=== TEXT EXTRACT ===
========
1. Keep it simple.
The Intro to Yoga workshops offer the chance to become familiar in our studios, to explore a simple movement practice, to feel through the foundational element of breath, and maybe to get some ideas about which classes might be best for you, going forward.
It’s an afternoon during which a safe space is available for you to meet yourself where you’re at, to blast through the intimidation factor of taking that very first yoga class, and get to ask some questions from a Namaste teacher (in this case, me, who happens to love teaching Intro workshops). Enjoy yourself, make yourself comfy and arrive a few minutes early to put down your mat, have a cup of tea, and feel out the space.
2. Trust yourself.
There are a few things that I know with total certainty. One is that these bodies of ours never lie.
One reason I love teaching introductory workshops is because I get to witness people discovering new sensations and wisdom inside of their bodies. Yoga is largely about paying attention, whether it is your first class, or your millionth. Honor your body. Listen. Trust. The practice of trusting oneself will serve you for a lifetime.
3. Stay curious.
I will always remember my first yoga class. I will always remember my first yoga teacher, the first yoga mat I bought, the first time I fell in love with a pose, the first time I truly found my breath, the first time I felt anchored into something deep, something real, through the physical practice of yoga.
========
(Lines of data)
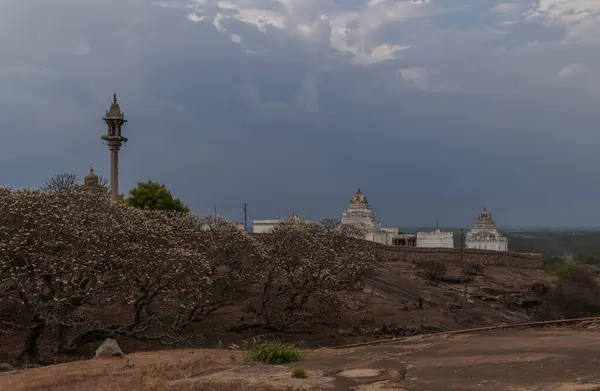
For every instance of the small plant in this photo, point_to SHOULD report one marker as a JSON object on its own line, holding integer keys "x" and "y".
{"x": 472, "y": 268}
{"x": 274, "y": 353}
{"x": 299, "y": 373}
{"x": 434, "y": 269}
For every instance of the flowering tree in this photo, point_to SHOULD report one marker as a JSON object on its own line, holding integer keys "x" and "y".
{"x": 61, "y": 182}
{"x": 67, "y": 255}
{"x": 56, "y": 255}
{"x": 309, "y": 271}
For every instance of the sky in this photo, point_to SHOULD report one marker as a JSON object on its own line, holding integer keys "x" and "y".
{"x": 434, "y": 108}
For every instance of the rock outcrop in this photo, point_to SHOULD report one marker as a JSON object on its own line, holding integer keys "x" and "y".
{"x": 109, "y": 348}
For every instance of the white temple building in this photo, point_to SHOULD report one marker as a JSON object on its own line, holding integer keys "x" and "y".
{"x": 435, "y": 239}
{"x": 265, "y": 226}
{"x": 359, "y": 213}
{"x": 484, "y": 235}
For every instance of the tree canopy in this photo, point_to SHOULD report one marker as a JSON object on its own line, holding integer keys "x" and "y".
{"x": 155, "y": 196}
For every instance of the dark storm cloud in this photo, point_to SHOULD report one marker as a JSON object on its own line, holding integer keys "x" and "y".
{"x": 292, "y": 105}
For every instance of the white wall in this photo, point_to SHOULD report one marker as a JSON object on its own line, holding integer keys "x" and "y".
{"x": 435, "y": 239}
{"x": 487, "y": 245}
{"x": 263, "y": 226}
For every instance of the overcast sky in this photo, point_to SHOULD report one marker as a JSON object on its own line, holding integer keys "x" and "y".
{"x": 432, "y": 107}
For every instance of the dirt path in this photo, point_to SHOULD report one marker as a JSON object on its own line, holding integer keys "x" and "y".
{"x": 529, "y": 360}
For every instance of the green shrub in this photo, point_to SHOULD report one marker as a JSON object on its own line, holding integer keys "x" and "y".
{"x": 274, "y": 353}
{"x": 299, "y": 373}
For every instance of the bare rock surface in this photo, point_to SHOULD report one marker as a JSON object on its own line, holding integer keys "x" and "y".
{"x": 109, "y": 348}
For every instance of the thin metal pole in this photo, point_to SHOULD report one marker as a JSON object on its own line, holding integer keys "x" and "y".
{"x": 461, "y": 244}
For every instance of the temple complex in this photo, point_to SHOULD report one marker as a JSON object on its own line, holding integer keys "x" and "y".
{"x": 265, "y": 226}
{"x": 359, "y": 213}
{"x": 437, "y": 239}
{"x": 484, "y": 235}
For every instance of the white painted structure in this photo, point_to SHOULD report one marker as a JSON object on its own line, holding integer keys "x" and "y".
{"x": 359, "y": 213}
{"x": 435, "y": 239}
{"x": 265, "y": 226}
{"x": 484, "y": 235}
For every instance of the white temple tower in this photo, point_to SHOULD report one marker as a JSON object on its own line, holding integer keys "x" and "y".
{"x": 484, "y": 235}
{"x": 359, "y": 213}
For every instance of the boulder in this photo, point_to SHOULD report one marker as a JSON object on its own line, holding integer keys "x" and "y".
{"x": 109, "y": 348}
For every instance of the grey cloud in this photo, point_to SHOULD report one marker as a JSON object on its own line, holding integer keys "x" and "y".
{"x": 288, "y": 121}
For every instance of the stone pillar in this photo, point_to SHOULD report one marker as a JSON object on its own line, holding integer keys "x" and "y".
{"x": 114, "y": 172}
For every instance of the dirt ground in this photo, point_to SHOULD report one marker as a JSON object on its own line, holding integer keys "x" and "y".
{"x": 526, "y": 360}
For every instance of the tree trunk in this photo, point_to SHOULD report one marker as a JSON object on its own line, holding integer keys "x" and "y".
{"x": 29, "y": 355}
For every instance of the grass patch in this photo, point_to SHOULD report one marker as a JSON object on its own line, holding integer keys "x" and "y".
{"x": 299, "y": 373}
{"x": 274, "y": 353}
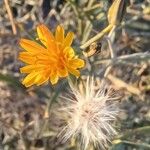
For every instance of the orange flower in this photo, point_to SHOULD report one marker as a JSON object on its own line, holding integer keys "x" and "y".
{"x": 52, "y": 59}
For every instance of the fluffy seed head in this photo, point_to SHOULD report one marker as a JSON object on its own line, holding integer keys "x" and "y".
{"x": 90, "y": 115}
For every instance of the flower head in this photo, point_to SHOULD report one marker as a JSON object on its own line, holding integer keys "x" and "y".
{"x": 90, "y": 115}
{"x": 50, "y": 59}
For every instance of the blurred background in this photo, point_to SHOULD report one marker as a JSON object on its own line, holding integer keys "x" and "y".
{"x": 22, "y": 122}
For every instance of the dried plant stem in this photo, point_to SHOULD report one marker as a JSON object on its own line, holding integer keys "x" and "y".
{"x": 98, "y": 36}
{"x": 10, "y": 17}
{"x": 121, "y": 84}
{"x": 112, "y": 51}
{"x": 132, "y": 57}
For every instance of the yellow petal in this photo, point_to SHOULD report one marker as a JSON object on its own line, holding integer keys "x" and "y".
{"x": 59, "y": 35}
{"x": 68, "y": 40}
{"x": 27, "y": 69}
{"x": 63, "y": 72}
{"x": 29, "y": 79}
{"x": 74, "y": 72}
{"x": 54, "y": 77}
{"x": 69, "y": 52}
{"x": 44, "y": 34}
{"x": 27, "y": 58}
{"x": 31, "y": 46}
{"x": 76, "y": 63}
{"x": 41, "y": 81}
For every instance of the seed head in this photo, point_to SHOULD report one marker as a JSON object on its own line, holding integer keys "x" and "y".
{"x": 90, "y": 115}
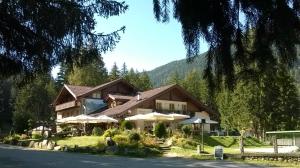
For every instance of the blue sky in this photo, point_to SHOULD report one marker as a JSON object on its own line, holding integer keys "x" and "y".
{"x": 146, "y": 43}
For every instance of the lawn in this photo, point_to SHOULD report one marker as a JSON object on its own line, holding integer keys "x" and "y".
{"x": 187, "y": 147}
{"x": 81, "y": 141}
{"x": 266, "y": 163}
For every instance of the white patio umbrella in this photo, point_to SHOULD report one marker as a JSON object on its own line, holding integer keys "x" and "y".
{"x": 65, "y": 120}
{"x": 155, "y": 116}
{"x": 135, "y": 117}
{"x": 198, "y": 120}
{"x": 175, "y": 116}
{"x": 105, "y": 119}
{"x": 81, "y": 119}
{"x": 40, "y": 128}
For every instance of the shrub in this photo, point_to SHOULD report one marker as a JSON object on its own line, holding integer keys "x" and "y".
{"x": 11, "y": 139}
{"x": 111, "y": 132}
{"x": 121, "y": 140}
{"x": 36, "y": 136}
{"x": 160, "y": 130}
{"x": 187, "y": 130}
{"x": 97, "y": 131}
{"x": 23, "y": 137}
{"x": 186, "y": 143}
{"x": 101, "y": 145}
{"x": 126, "y": 125}
{"x": 107, "y": 133}
{"x": 150, "y": 142}
{"x": 134, "y": 137}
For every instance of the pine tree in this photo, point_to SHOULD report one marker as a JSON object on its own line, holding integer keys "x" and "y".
{"x": 92, "y": 73}
{"x": 37, "y": 32}
{"x": 124, "y": 70}
{"x": 33, "y": 102}
{"x": 219, "y": 23}
{"x": 174, "y": 78}
{"x": 114, "y": 72}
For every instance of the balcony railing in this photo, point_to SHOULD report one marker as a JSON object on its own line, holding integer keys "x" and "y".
{"x": 65, "y": 105}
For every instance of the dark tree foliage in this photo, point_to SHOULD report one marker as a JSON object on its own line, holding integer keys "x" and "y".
{"x": 224, "y": 23}
{"x": 35, "y": 35}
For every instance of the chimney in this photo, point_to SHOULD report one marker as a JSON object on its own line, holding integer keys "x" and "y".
{"x": 139, "y": 96}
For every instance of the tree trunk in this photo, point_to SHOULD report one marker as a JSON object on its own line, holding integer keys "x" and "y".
{"x": 275, "y": 144}
{"x": 242, "y": 142}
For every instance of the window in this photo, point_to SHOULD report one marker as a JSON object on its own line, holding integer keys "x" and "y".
{"x": 171, "y": 107}
{"x": 158, "y": 106}
{"x": 96, "y": 95}
{"x": 184, "y": 107}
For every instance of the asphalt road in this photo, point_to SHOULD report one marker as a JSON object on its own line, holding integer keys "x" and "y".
{"x": 18, "y": 157}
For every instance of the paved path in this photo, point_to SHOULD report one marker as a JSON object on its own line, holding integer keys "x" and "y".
{"x": 18, "y": 157}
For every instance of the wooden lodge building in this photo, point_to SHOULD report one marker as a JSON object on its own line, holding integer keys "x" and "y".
{"x": 120, "y": 99}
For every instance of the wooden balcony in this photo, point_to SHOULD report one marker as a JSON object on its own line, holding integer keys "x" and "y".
{"x": 65, "y": 105}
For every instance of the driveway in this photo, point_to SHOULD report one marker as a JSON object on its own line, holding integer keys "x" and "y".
{"x": 19, "y": 157}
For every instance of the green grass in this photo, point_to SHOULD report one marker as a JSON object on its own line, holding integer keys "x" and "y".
{"x": 229, "y": 141}
{"x": 266, "y": 163}
{"x": 230, "y": 144}
{"x": 81, "y": 141}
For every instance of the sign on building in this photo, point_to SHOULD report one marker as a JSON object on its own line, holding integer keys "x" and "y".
{"x": 219, "y": 152}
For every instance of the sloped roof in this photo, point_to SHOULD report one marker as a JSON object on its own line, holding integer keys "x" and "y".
{"x": 81, "y": 91}
{"x": 147, "y": 96}
{"x": 120, "y": 97}
{"x": 78, "y": 90}
{"x": 107, "y": 85}
{"x": 134, "y": 102}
========
=== BRIEF A ===
In the yoga tips, what reason does the writer give for loving to teach introductory workshops? Answer in one to three sentences.
=== BRIEF B ===
Carry on with the yoga tips from the point where they stop, keeping the same voice.
The items are not used in any of the tasks.

=== EXERCISE OUTPUT A ===
The writer loves teaching introductory workshops because they offer the chance to see people discover new sensations and wisdom inside their own bodies.

=== EXERCISE OUTPUT B ===
Whatever your “firsts” are, hold them close to your heart. They matter. Remember the wonderment; hold your first-time self in a soft, kind way, and bring something of that fervor and openness with you each time you step onto your mat or your meditation pillow in the days and months and years to come.
Any disciplined practice requests a great deal of kindness from us. Observe, watch things change and rearrange and show themselves to you– if you choose yoga as a path of study and/or devotion going forward, I promise you this: you will never run out of things to learn. So: stay curious. Stay kind. Keep showing up.
4. Welcome Home.
For me, yoga has been the practice of coming home, coming back to a sense of authenticity and belonging.
After you attend the initial introductory workshop, I encourage you to seek out a class and teacher with which you align. What do you value? Who and what speak to your spirit? What pace does your body crave? You will more than likely find others who value (and teach) those things as well.
And, P.S., you’re already home– just let yoga remind you of that, should you ever happen to forget.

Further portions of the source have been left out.